Items from a data source:
———

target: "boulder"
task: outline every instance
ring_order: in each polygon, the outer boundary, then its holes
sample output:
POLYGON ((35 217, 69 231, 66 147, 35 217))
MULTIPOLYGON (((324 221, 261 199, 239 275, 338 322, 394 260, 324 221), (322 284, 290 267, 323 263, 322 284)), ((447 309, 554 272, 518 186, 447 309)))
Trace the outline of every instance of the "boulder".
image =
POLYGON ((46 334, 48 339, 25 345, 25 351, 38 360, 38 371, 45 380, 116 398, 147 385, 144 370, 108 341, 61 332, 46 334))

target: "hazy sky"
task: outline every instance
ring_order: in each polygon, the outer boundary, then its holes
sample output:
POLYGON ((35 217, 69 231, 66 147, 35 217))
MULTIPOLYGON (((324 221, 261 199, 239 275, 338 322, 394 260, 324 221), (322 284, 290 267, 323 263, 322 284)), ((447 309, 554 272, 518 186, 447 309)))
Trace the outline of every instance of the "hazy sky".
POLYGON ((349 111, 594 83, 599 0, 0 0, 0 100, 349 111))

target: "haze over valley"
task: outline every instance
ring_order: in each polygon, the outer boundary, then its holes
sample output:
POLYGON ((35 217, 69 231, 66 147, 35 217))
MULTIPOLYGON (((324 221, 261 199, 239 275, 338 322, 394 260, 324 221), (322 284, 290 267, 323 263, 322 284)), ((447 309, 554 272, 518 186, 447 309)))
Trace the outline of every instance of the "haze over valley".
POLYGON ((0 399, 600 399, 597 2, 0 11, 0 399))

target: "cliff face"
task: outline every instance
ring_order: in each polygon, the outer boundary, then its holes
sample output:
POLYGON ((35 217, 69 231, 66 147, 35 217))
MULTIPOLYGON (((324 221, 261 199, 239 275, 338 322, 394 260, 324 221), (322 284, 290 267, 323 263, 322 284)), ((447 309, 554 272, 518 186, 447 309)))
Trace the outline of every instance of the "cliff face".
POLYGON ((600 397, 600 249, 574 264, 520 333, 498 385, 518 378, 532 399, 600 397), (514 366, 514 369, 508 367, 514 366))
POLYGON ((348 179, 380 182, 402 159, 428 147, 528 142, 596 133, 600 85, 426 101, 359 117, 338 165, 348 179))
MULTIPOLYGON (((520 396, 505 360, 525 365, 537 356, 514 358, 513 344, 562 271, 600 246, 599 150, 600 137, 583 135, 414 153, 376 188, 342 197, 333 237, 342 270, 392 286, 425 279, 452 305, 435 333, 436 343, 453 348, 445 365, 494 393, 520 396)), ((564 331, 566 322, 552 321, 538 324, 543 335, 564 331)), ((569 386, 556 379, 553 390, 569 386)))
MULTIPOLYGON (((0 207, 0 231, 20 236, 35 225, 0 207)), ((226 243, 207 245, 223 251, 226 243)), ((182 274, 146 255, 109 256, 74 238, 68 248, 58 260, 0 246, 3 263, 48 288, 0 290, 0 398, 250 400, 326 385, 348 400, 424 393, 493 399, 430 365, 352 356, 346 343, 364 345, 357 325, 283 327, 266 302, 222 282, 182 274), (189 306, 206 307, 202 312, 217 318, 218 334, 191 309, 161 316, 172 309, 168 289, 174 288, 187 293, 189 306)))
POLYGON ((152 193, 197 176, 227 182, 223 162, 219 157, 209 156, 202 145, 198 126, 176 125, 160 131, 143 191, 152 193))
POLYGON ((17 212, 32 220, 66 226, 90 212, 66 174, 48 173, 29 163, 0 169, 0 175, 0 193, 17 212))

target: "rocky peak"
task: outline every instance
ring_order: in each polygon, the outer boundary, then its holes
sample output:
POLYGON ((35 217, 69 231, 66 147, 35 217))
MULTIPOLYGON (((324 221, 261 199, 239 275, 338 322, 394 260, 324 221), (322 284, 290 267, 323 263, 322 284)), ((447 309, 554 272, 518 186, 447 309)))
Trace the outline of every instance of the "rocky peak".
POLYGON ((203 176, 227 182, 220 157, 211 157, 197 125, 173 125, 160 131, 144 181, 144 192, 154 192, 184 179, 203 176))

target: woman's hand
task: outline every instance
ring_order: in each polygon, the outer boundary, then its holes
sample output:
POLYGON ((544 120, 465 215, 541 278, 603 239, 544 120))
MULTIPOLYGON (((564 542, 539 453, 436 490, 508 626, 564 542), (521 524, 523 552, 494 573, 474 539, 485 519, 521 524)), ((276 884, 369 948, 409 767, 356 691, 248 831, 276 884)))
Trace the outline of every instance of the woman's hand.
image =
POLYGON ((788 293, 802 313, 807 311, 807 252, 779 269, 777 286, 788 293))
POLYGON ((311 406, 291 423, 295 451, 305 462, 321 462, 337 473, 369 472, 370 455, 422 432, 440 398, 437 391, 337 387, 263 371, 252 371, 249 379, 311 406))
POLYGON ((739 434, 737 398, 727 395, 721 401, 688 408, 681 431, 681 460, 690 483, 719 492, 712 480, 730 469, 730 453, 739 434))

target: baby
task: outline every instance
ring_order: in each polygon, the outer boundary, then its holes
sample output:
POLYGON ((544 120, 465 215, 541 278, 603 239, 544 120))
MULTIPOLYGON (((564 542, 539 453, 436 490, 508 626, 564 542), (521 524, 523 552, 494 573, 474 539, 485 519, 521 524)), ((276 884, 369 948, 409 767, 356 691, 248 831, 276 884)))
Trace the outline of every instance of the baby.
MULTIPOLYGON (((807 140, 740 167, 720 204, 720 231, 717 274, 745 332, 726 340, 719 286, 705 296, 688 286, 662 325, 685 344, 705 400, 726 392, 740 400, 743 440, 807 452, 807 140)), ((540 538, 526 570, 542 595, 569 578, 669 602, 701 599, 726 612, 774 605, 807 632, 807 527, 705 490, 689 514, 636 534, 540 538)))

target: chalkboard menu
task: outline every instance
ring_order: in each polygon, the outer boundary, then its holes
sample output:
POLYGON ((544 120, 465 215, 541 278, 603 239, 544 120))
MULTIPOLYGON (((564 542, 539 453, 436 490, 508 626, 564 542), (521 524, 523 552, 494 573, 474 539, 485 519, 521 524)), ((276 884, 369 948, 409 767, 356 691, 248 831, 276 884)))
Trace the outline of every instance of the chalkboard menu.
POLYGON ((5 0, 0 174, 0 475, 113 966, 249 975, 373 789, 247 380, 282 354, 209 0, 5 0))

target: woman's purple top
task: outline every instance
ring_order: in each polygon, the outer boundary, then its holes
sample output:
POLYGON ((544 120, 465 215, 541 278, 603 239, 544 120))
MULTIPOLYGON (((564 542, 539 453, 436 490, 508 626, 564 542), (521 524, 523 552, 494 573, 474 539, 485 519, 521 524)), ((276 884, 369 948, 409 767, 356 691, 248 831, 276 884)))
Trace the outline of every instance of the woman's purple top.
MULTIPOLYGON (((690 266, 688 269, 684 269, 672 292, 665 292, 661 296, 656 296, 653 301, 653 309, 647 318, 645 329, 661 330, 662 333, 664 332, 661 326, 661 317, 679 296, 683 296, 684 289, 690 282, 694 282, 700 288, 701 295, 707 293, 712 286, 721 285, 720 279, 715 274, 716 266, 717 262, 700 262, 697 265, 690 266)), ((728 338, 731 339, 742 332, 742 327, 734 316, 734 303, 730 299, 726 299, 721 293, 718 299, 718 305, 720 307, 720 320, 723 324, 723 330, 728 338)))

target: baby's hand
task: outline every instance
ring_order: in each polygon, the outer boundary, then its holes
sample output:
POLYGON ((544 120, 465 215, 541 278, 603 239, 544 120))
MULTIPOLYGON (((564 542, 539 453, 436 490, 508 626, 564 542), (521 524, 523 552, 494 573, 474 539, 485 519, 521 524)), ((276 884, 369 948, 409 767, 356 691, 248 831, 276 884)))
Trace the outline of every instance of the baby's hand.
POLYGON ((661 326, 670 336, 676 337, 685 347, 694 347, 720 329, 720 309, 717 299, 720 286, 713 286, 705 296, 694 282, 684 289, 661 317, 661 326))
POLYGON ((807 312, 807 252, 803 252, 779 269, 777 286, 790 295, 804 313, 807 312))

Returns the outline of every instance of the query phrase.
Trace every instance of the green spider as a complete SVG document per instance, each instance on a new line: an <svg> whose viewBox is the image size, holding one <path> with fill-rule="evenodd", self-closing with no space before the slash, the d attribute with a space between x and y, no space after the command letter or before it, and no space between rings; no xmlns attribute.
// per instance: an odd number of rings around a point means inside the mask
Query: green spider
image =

———

How to complete this task » Among the records, find the lines that contain "boulder" and copy each of them.

Your response »
target: "boulder"
Trace the outline of every instance of the "boulder".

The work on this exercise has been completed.